What you are asked to do: Retype all of the data that follows, line for line.

Saved entries
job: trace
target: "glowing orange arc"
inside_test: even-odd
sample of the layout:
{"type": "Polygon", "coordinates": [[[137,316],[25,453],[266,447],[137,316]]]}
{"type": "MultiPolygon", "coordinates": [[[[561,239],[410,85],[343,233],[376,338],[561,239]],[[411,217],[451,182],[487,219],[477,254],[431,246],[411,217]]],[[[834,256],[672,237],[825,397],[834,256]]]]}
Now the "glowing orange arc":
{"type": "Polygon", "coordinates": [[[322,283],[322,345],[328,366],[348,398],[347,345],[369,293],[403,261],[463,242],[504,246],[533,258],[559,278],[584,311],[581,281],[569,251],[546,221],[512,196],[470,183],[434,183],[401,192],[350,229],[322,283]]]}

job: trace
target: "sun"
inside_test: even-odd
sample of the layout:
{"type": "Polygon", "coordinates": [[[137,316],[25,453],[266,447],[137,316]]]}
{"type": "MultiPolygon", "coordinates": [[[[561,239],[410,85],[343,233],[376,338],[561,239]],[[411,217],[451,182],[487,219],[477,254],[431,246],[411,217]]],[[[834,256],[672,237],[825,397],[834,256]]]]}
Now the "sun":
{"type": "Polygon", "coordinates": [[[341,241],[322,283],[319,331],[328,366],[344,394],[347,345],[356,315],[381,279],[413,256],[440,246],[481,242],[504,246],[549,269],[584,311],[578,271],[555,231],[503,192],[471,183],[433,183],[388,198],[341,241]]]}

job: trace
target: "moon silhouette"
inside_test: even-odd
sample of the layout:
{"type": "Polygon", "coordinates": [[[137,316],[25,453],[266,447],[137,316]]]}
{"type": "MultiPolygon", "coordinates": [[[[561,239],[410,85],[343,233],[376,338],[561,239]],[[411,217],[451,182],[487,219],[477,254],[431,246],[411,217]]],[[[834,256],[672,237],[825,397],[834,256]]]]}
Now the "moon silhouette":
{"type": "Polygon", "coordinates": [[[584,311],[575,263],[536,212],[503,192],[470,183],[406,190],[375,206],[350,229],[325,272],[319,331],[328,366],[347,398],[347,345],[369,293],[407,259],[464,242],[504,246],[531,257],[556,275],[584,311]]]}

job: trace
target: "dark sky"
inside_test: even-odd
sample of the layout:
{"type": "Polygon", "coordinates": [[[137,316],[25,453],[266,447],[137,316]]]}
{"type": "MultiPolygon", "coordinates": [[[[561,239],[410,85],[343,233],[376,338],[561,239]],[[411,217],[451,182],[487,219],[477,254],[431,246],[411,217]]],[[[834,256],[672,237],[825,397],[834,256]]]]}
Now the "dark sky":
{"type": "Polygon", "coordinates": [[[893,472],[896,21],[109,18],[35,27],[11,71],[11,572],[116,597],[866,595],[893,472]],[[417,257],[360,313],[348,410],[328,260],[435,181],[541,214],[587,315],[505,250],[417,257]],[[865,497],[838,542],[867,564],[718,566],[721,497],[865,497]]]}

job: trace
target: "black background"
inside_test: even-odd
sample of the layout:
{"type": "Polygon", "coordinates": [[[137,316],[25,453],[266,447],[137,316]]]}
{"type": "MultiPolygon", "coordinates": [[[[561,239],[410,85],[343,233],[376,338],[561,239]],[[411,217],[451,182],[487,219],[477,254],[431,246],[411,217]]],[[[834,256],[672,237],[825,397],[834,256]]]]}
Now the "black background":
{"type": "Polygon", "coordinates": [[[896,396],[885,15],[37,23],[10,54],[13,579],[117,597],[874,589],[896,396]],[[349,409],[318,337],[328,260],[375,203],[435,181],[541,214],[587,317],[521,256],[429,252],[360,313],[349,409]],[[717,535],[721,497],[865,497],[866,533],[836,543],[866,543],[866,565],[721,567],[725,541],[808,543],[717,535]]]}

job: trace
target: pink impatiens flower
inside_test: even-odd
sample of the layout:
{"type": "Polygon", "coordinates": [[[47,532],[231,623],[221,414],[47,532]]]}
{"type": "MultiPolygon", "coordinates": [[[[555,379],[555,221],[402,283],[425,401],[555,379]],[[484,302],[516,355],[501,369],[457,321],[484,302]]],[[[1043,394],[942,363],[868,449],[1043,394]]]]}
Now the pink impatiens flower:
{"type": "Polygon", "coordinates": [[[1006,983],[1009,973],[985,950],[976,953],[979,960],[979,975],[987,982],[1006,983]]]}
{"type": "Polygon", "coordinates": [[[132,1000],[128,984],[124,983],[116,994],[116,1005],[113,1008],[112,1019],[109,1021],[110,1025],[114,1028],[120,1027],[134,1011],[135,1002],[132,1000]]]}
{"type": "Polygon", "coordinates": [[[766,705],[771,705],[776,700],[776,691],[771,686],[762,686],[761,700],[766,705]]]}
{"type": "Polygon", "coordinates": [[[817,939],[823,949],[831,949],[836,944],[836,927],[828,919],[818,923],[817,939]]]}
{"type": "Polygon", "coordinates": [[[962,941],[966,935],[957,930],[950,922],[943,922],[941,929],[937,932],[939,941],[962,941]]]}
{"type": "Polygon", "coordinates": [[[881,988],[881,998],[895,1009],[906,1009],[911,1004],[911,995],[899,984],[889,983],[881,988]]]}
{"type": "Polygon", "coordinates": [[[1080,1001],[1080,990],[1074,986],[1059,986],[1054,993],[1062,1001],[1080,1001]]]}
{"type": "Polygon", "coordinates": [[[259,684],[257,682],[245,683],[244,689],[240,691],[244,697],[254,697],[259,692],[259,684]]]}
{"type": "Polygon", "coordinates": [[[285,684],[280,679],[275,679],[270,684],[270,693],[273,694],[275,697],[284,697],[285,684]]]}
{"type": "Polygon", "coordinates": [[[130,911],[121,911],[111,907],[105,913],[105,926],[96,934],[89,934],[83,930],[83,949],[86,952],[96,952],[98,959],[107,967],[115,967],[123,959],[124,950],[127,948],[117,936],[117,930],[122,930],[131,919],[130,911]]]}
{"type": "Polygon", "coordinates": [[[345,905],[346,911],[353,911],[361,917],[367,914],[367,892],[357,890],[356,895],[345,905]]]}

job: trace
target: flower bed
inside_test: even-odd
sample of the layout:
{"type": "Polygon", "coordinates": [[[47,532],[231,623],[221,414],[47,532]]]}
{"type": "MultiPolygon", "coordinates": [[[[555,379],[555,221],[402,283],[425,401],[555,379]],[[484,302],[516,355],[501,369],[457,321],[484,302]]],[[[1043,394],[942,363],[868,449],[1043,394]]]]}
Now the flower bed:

Task solution:
job: trace
target: "glowing orange arc"
inside_test: even-odd
sample of the layout:
{"type": "Polygon", "coordinates": [[[137,316],[25,453],[266,447],[137,316]]]}
{"type": "MultiPolygon", "coordinates": [[[[561,239],[410,85],[343,233],[376,338],[561,239]],[[411,217],[451,182],[487,219],[477,254],[431,246],[411,217]]],[[[834,256],[672,237],[825,397],[834,256]]]]}
Now the "glowing orange arc":
{"type": "Polygon", "coordinates": [[[322,283],[322,345],[328,366],[348,398],[347,345],[369,293],[403,261],[463,242],[504,246],[533,258],[559,278],[584,311],[581,281],[569,251],[546,221],[512,196],[470,183],[434,183],[401,192],[350,229],[322,283]]]}

job: trace
target: "sun"
inside_test: even-odd
sample of the layout:
{"type": "Polygon", "coordinates": [[[137,316],[25,453],[266,447],[137,316]]]}
{"type": "MultiPolygon", "coordinates": [[[[561,239],[410,85],[343,233],[376,338],[561,239]],[[411,217],[451,182],[487,219],[477,254],[431,246],[411,217]]],[[[834,256],[672,237],[825,397],[834,256]]]]}
Now the "sun":
{"type": "Polygon", "coordinates": [[[341,241],[322,283],[319,331],[328,366],[344,394],[347,345],[356,315],[381,279],[413,256],[440,246],[481,242],[504,246],[549,269],[584,311],[578,271],[555,231],[503,192],[471,183],[433,183],[388,198],[341,241]]]}

job: trace
target: "moon silhouette"
inside_test: even-odd
sample of the layout:
{"type": "Polygon", "coordinates": [[[137,316],[25,453],[266,447],[137,316]]]}
{"type": "MultiPolygon", "coordinates": [[[[561,239],[410,85],[343,233],[376,338],[561,239]],[[411,217],[451,182],[487,219],[477,254],[431,246],[411,217]]],[[[834,256],[672,237],[825,397],[834,256]]]]}
Now the "moon silhouette":
{"type": "Polygon", "coordinates": [[[584,311],[575,263],[536,212],[503,192],[470,183],[406,190],[375,206],[350,229],[325,272],[319,331],[328,366],[347,398],[347,345],[369,293],[407,259],[464,242],[504,246],[531,257],[556,275],[584,311]]]}

job: trace
target: "dark sky"
inside_test: even-odd
sample of the layout:
{"type": "Polygon", "coordinates": [[[137,316],[25,453],[266,447],[137,316]]]}
{"type": "MultiPolygon", "coordinates": [[[[561,239],[410,85],[343,233],[376,338],[561,239]],[[411,217],[451,182],[487,219],[477,254],[431,246],[411,217]]],[[[834,256],[672,237],[825,397],[834,256]]]]}
Now the "dark sky":
{"type": "Polygon", "coordinates": [[[893,472],[896,21],[109,18],[35,27],[11,71],[11,572],[116,597],[866,595],[893,472]],[[417,257],[360,313],[348,410],[328,260],[435,181],[541,214],[587,315],[505,250],[417,257]],[[865,497],[838,542],[867,564],[718,566],[721,497],[865,497]]]}

job: trace
target: "black background"
inside_test: even-odd
sample of the layout:
{"type": "Polygon", "coordinates": [[[137,316],[25,453],[266,447],[137,316]]]}
{"type": "MultiPolygon", "coordinates": [[[[561,239],[410,85],[343,233],[376,338],[561,239]],[[411,217],[451,182],[487,219],[477,254],[431,246],[411,217]]],[[[834,256],[672,237],[825,397],[834,256]]]]}
Now the "black background":
{"type": "Polygon", "coordinates": [[[896,396],[885,15],[37,23],[10,54],[13,579],[117,597],[874,589],[896,396]],[[349,409],[318,337],[328,260],[375,203],[435,181],[541,214],[587,317],[521,256],[429,252],[360,313],[349,409]],[[717,535],[721,497],[865,497],[866,533],[836,543],[866,543],[866,565],[721,567],[725,541],[808,543],[717,535]]]}

job: trace
target: pink impatiens flower
inside_test: even-odd
sample of the layout:
{"type": "Polygon", "coordinates": [[[47,532],[231,623],[221,414],[47,532]]]}
{"type": "MultiPolygon", "coordinates": [[[[555,379],[555,221],[402,283],[425,401],[555,379]],[[484,302],[516,355],[501,369],[457,321],[484,302]]],[[[1043,394],[942,363],[868,449],[1043,394]]]]}
Now the pink impatiens flower:
{"type": "Polygon", "coordinates": [[[1006,983],[1009,973],[985,950],[976,953],[979,960],[979,975],[987,982],[1006,983]]]}
{"type": "Polygon", "coordinates": [[[132,1000],[128,984],[124,983],[116,994],[116,1005],[113,1008],[112,1019],[109,1021],[110,1025],[114,1028],[120,1027],[134,1011],[135,1002],[132,1000]]]}
{"type": "Polygon", "coordinates": [[[766,705],[771,705],[776,700],[776,691],[771,686],[762,686],[761,700],[766,705]]]}
{"type": "Polygon", "coordinates": [[[817,939],[823,949],[831,949],[836,944],[836,927],[828,919],[818,923],[817,939]]]}
{"type": "Polygon", "coordinates": [[[962,941],[966,935],[957,930],[950,922],[943,922],[941,929],[937,932],[939,941],[962,941]]]}
{"type": "Polygon", "coordinates": [[[881,988],[881,998],[895,1009],[906,1009],[911,1004],[911,995],[899,984],[889,983],[881,988]]]}
{"type": "Polygon", "coordinates": [[[1080,1001],[1080,990],[1074,986],[1059,986],[1054,993],[1062,1001],[1080,1001]]]}
{"type": "Polygon", "coordinates": [[[259,684],[257,682],[245,683],[244,689],[240,691],[244,697],[254,697],[259,692],[259,684]]]}
{"type": "Polygon", "coordinates": [[[285,684],[280,679],[275,679],[270,684],[270,693],[273,694],[275,697],[284,697],[285,684]]]}
{"type": "Polygon", "coordinates": [[[130,911],[121,911],[111,907],[105,913],[105,926],[96,934],[89,934],[83,930],[83,949],[86,952],[96,952],[98,959],[107,967],[115,967],[123,959],[124,950],[127,948],[117,936],[117,930],[122,930],[131,919],[130,911]]]}
{"type": "Polygon", "coordinates": [[[345,905],[346,911],[353,911],[361,917],[367,914],[367,892],[357,890],[356,895],[345,905]]]}

job: trace
target: flower bed
inside_test: even-odd
sample of the layout:
{"type": "Polygon", "coordinates": [[[47,532],[231,623],[221,414],[47,532]]]}
{"type": "MultiPolygon", "coordinates": [[[[555,379],[555,221],[402,283],[425,401],[555,379]],[[484,302],[516,355],[501,369],[457,321],[484,302]]],[[[1043,394],[942,363],[868,449],[1043,394]]]]}
Now the flower bed:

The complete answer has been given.